To be done:
Transcribe word for word the lines spanning the line with "the white baseboard" through the end of the records.

Listed records:
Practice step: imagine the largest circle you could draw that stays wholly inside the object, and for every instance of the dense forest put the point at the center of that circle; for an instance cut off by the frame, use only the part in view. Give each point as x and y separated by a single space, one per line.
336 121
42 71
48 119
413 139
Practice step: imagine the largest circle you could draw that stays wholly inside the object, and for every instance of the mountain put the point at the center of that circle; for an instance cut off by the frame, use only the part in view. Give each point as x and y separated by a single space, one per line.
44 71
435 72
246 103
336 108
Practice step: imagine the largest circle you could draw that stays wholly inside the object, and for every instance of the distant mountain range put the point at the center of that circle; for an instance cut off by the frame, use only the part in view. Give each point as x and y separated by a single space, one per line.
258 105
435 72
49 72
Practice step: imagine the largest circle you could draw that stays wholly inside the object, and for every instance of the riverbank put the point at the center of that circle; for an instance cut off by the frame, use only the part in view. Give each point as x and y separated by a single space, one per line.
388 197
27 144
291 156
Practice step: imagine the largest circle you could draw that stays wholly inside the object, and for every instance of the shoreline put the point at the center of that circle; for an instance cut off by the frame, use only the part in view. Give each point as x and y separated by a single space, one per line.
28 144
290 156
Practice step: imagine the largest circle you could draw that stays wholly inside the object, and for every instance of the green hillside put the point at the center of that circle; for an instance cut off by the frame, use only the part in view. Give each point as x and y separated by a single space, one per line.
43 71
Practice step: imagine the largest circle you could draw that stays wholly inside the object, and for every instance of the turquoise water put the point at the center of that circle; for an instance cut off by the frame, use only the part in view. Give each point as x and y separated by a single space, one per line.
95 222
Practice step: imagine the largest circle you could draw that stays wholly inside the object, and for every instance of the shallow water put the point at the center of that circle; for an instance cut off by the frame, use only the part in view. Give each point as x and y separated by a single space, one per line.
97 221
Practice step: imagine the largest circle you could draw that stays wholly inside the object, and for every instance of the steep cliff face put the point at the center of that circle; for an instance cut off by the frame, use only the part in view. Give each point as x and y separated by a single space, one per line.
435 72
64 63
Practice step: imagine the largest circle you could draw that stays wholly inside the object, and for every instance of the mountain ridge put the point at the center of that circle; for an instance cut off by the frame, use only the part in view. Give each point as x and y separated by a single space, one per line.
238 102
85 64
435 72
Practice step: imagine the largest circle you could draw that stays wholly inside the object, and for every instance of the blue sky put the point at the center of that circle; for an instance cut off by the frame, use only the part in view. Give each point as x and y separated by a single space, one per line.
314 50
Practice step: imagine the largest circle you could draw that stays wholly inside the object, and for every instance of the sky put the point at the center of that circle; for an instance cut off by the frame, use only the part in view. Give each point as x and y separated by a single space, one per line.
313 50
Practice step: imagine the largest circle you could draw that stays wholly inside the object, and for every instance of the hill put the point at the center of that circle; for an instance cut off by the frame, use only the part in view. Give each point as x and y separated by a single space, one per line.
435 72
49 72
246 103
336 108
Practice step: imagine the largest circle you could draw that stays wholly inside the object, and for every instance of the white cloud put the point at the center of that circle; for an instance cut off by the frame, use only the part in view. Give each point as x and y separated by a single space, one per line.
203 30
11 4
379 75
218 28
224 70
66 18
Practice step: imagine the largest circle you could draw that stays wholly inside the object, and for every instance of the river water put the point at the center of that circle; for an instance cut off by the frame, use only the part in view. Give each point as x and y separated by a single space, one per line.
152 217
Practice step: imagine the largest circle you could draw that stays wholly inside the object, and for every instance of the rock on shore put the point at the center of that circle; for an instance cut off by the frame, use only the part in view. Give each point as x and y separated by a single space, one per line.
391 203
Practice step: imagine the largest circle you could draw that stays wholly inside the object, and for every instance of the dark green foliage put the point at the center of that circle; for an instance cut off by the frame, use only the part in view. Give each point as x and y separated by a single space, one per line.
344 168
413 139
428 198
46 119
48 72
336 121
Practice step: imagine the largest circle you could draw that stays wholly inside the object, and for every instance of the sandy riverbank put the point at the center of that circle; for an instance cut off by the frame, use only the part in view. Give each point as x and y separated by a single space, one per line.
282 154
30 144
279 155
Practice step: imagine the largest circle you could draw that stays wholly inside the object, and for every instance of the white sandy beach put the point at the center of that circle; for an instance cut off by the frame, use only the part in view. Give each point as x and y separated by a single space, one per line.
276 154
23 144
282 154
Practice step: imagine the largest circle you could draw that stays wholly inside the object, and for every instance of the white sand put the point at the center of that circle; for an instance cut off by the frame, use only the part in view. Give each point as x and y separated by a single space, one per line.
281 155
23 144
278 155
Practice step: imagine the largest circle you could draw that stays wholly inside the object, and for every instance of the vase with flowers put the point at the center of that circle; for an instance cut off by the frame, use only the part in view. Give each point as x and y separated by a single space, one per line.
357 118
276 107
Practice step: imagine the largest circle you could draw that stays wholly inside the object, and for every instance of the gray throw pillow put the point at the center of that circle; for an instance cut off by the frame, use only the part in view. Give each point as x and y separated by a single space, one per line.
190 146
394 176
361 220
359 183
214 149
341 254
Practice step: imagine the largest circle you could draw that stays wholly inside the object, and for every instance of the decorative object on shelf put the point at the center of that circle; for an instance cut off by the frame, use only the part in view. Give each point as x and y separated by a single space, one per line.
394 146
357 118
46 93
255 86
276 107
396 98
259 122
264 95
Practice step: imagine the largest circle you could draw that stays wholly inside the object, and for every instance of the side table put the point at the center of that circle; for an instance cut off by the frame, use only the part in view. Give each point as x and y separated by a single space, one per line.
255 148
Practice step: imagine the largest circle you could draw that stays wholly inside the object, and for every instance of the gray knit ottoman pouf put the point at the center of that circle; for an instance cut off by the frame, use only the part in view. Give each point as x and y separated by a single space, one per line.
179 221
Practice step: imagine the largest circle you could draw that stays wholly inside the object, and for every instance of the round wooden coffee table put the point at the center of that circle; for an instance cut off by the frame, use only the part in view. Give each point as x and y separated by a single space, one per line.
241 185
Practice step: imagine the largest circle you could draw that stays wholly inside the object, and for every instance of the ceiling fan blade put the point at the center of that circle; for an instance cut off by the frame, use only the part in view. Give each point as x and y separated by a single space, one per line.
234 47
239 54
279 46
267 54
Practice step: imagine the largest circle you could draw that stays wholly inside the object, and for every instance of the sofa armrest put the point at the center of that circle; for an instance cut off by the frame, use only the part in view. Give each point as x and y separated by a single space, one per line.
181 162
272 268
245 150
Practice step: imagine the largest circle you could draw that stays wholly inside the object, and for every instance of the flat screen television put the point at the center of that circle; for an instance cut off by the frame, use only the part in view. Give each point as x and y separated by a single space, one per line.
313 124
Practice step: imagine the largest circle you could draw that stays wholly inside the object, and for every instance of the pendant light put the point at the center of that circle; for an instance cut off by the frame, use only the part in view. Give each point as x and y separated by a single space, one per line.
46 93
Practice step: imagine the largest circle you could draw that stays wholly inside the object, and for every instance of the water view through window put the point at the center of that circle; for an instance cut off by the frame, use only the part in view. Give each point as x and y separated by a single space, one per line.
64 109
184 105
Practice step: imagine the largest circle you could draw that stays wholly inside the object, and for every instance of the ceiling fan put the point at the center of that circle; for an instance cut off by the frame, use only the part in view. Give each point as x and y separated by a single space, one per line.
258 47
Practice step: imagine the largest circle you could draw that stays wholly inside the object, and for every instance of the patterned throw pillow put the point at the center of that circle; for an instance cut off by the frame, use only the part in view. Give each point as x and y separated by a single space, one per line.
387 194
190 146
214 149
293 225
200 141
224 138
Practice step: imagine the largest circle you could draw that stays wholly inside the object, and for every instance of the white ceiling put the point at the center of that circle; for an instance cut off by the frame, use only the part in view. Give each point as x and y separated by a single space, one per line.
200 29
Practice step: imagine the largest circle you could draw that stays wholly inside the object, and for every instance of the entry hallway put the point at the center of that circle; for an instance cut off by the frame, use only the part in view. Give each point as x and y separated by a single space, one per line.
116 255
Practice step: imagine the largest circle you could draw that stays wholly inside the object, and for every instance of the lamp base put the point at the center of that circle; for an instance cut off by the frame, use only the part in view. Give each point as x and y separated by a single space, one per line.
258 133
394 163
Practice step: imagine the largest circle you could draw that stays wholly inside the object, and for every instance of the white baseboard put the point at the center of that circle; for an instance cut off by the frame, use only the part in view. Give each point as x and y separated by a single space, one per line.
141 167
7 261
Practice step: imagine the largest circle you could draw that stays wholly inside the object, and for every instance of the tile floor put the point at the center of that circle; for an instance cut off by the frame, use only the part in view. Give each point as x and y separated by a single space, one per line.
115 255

Solution:
Practice step: imagine the largest circle you could draw that stays wholly inside the object, and for every instance of the white baseboard put the point at the center of that circle; for an instance cut off by the frame, use only the part in view. Give each point as x and y separated by a single space, one per line.
141 167
7 261
Practice step: imagine the largest circle you could draw that stays wholly inside the object, and for every instance of the tile floor put the point at the center of that circle; for an instance cut off by the frame, use only the part in view. Give each point as x and y separated by a single space, one per line.
115 255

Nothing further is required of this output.